== Exercise description ==
Please put the items from the line with "Identify the beard above." up to and including the line with "[170,8,371,239]" into a two-column CSV headed text and answer, with one row per item, each field in quotation marks, and line breaks turned into spaces.
>> BEGIN
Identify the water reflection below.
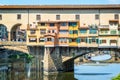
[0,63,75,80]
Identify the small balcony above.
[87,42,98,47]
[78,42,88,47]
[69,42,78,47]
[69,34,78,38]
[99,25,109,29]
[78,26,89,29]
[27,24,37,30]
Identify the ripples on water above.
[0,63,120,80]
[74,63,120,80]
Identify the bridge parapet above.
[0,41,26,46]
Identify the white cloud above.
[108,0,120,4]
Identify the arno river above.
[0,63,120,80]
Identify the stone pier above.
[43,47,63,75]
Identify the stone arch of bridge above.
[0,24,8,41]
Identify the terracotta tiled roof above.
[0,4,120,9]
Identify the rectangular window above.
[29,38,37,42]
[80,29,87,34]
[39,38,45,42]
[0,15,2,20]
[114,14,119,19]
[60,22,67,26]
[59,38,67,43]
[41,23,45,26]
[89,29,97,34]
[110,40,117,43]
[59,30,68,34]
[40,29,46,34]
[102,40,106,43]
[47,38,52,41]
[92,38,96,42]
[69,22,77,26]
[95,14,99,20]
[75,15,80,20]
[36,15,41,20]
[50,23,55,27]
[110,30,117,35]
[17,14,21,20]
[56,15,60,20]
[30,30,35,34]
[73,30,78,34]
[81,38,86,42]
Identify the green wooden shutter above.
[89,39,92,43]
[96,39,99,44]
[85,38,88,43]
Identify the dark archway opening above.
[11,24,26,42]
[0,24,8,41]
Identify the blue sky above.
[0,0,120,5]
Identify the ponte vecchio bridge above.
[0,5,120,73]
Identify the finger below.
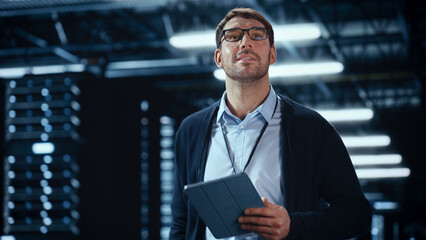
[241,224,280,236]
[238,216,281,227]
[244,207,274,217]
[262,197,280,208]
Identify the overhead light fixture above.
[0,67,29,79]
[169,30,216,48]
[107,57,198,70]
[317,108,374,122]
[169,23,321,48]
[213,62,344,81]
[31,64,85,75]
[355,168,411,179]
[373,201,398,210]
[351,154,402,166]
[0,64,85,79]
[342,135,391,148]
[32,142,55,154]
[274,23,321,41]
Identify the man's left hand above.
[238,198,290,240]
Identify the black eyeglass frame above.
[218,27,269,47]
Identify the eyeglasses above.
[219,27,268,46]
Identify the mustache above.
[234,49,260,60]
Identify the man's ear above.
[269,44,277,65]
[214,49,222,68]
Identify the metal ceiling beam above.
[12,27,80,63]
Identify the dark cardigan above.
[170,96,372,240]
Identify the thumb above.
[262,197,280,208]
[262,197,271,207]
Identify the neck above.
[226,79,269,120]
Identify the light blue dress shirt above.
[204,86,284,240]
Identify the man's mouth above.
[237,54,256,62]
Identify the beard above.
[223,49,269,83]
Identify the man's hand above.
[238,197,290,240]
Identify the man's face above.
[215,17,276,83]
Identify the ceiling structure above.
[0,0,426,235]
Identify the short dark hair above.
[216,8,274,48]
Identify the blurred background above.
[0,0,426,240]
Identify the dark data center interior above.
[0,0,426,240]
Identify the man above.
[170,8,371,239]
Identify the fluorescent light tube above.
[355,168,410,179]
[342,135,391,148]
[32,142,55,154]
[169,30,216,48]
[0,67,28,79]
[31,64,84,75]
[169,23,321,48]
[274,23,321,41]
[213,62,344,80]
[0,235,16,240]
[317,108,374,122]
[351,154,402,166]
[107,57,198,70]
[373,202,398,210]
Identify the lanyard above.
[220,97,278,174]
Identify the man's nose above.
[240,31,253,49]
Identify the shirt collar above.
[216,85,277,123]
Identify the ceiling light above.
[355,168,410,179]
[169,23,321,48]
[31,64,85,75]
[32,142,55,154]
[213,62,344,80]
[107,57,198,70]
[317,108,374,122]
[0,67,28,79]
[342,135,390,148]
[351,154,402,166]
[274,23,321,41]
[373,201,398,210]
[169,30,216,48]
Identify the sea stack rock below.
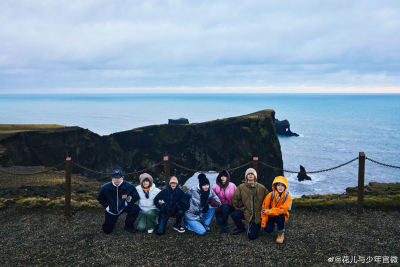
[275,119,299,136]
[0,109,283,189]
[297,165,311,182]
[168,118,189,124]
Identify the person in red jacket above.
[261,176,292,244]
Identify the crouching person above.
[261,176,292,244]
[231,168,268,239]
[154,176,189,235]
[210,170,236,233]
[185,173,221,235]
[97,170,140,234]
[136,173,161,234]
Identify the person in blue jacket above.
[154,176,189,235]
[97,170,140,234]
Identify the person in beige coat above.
>> END
== Answer ==
text,answer
"Identify the beard above.","[223,49,269,83]"
"Identify the man's hand above.","[238,197,290,240]"
"Identify the man's face above.","[215,17,276,83]"
"Identify the ceiling structure above.","[0,0,426,235]"
"Identify the short dark hair above.","[216,8,274,48]"
"Identify the blurred background above.","[0,0,426,240]"
"Identify the dark data center interior above.","[0,0,426,240]"
"Identify the man above.","[170,8,371,239]"